(Saved entries)
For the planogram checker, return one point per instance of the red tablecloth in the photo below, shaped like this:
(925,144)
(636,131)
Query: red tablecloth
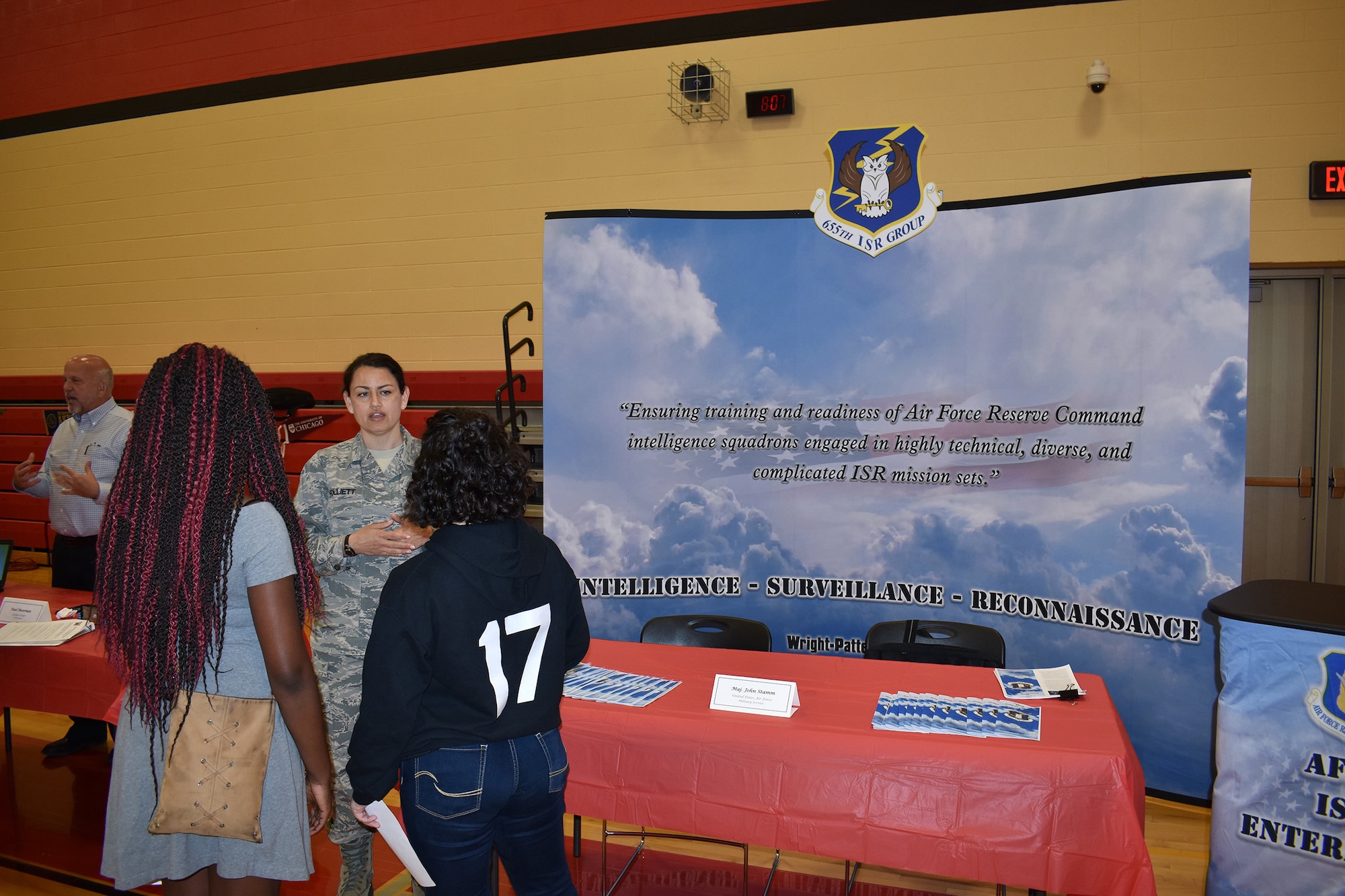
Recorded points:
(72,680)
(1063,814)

**TO BE DONE:** Rewrite every line of the entries above, subtracting 113 from each coordinate in the recorded points while keeping the sample points unchanged. Omit the pictures.

**COMPLETE ANSWER:**
For the planogram checker, return one point per instance of the red tablecloth in the photo below, shaped like this:
(925,144)
(636,131)
Query: red tablecloth
Recorded points:
(-41,567)
(950,701)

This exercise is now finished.